▶ _Your instructions_
Select and copy every line of the records below that contains the word "smartphone". Case counts.

### Entries shown

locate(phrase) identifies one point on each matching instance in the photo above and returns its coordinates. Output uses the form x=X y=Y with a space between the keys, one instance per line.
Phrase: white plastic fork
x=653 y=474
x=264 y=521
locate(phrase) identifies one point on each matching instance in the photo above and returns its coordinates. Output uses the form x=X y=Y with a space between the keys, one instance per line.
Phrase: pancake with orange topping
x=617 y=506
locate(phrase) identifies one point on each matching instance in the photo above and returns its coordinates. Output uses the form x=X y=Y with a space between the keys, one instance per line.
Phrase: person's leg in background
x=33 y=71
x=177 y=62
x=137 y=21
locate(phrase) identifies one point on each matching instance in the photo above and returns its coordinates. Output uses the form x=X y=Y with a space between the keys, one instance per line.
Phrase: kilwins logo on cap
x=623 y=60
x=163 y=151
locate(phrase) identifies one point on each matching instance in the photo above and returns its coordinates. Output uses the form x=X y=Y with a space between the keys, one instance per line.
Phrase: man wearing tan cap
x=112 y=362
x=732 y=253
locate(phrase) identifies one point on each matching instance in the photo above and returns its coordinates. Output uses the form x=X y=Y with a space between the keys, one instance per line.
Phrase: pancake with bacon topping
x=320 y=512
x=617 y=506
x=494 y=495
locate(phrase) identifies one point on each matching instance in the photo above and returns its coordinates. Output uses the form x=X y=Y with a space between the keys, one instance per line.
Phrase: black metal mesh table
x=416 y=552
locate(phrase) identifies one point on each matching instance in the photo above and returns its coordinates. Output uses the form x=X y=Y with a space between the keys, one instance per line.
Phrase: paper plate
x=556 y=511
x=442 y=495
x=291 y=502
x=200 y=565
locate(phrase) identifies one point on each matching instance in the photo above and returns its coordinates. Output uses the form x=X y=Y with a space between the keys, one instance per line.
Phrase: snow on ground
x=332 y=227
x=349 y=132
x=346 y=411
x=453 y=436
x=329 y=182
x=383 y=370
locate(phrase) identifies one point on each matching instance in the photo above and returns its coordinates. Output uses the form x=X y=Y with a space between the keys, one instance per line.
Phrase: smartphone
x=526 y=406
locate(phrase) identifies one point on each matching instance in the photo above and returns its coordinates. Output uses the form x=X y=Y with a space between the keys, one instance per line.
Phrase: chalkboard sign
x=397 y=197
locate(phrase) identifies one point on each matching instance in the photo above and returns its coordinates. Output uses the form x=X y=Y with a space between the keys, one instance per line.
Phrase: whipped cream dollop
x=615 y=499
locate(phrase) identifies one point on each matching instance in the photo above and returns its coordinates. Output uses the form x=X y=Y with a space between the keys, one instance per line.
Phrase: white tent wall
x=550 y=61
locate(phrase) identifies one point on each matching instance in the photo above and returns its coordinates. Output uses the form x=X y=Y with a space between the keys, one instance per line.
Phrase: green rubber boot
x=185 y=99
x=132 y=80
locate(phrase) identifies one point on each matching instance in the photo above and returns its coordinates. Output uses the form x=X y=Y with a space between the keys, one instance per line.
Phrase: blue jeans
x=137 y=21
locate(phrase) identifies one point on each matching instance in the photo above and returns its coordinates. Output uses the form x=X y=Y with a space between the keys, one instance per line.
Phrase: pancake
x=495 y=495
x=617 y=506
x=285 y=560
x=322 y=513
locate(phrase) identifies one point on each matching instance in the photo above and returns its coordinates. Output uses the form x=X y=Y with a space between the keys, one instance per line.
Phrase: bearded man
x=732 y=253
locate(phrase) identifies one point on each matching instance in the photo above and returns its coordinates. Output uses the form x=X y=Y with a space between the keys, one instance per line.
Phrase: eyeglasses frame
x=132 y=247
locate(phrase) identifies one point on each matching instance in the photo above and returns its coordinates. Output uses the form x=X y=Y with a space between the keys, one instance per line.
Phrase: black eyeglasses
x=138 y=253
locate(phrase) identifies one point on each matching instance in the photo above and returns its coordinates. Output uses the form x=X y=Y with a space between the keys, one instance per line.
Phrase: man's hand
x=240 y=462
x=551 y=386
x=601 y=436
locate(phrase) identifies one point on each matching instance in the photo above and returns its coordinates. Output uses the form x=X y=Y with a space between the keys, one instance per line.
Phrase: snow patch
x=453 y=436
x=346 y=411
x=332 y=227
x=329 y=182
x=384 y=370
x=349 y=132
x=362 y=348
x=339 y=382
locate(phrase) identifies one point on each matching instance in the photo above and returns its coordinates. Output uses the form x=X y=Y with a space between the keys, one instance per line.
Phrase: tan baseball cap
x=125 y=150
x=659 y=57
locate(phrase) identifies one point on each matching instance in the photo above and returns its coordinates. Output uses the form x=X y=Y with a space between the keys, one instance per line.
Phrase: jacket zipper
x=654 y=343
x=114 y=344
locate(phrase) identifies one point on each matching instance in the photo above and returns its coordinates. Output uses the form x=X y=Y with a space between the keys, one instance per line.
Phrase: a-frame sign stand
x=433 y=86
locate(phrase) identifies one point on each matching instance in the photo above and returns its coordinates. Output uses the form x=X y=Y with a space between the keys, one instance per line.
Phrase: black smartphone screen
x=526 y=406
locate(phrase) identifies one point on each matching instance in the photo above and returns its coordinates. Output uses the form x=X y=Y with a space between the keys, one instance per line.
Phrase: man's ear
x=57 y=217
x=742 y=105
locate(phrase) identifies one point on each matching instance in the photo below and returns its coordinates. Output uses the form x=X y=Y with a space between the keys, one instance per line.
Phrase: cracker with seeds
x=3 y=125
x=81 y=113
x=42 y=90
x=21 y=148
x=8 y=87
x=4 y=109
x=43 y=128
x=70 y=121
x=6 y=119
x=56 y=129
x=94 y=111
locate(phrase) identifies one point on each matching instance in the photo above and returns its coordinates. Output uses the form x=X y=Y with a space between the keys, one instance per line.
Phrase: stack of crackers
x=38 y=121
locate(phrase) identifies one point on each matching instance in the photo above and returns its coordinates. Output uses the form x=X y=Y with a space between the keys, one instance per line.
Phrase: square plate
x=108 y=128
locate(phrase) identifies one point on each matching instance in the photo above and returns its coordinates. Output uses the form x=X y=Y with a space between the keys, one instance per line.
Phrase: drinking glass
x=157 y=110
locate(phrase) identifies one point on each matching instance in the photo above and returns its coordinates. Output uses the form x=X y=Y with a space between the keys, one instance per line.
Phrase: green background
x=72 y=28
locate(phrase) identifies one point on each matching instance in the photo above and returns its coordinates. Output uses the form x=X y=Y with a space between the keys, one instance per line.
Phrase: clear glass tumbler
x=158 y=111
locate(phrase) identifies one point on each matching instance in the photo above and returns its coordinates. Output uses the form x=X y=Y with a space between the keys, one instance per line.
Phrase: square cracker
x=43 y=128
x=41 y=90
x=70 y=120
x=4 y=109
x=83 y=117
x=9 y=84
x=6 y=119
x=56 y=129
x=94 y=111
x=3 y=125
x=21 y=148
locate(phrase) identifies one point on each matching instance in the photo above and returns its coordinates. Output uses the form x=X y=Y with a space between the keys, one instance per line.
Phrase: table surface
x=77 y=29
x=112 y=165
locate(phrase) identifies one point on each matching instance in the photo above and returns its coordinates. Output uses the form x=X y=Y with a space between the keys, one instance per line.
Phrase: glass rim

######
### Entries shown

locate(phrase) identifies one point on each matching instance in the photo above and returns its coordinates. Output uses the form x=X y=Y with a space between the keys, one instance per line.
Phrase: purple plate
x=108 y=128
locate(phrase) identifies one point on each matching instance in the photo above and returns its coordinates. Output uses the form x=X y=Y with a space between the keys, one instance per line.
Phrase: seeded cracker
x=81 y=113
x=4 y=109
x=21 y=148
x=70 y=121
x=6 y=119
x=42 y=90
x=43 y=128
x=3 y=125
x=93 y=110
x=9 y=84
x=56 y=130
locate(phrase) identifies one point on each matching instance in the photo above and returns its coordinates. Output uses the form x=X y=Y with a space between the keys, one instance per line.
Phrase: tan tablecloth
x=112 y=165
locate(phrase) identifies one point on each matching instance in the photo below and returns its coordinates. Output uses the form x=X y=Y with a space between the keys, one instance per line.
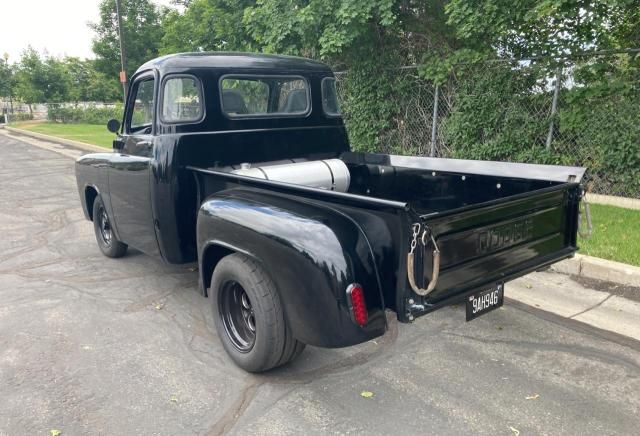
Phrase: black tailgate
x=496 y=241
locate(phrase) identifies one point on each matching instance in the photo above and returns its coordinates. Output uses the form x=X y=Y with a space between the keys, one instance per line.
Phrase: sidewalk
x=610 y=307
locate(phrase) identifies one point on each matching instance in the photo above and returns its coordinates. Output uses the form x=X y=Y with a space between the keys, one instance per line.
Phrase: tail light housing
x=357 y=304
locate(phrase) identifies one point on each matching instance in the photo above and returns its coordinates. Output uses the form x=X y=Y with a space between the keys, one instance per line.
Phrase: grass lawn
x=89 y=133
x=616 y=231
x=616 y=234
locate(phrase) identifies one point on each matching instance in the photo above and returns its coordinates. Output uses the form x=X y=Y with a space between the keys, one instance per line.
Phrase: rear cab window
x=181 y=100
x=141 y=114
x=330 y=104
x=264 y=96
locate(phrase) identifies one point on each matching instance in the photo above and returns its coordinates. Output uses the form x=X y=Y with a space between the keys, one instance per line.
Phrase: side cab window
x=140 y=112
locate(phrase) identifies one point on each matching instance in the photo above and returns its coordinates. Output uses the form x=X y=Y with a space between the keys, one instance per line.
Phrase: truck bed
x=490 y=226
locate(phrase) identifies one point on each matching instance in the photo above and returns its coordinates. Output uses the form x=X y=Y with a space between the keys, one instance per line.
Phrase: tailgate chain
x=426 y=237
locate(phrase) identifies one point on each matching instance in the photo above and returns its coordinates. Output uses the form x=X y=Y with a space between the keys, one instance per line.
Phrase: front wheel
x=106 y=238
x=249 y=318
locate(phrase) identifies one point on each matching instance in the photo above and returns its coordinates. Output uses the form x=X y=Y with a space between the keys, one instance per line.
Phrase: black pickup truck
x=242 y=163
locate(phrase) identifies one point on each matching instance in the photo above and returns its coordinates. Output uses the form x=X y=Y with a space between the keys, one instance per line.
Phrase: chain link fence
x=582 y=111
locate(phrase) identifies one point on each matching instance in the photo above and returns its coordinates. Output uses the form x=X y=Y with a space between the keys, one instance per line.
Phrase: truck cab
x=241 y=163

######
### Entries shown

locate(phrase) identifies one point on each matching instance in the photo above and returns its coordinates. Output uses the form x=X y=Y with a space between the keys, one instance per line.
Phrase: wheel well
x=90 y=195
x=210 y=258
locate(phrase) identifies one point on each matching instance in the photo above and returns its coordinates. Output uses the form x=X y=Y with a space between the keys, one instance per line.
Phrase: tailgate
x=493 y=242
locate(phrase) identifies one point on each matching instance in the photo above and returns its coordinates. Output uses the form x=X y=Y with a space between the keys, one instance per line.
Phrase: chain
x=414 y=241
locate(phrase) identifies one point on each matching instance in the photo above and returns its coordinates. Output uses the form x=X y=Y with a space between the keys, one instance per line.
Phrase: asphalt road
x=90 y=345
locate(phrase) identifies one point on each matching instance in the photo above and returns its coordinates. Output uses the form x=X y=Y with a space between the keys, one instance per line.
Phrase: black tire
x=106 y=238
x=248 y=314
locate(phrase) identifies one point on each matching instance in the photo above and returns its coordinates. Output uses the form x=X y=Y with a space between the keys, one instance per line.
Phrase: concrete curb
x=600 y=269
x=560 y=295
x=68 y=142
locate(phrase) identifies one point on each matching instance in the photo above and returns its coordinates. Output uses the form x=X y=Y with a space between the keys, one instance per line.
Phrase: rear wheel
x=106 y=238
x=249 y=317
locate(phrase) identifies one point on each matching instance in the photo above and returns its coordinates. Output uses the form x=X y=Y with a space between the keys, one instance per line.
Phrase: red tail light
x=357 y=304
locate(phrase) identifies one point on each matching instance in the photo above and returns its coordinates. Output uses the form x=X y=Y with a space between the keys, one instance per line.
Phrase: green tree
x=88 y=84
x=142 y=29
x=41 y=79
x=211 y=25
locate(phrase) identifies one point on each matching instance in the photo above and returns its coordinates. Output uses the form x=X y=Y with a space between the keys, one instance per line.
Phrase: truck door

######

▶ _Worked solution_
Phrase: smartphone
Phrase: black smartphone screen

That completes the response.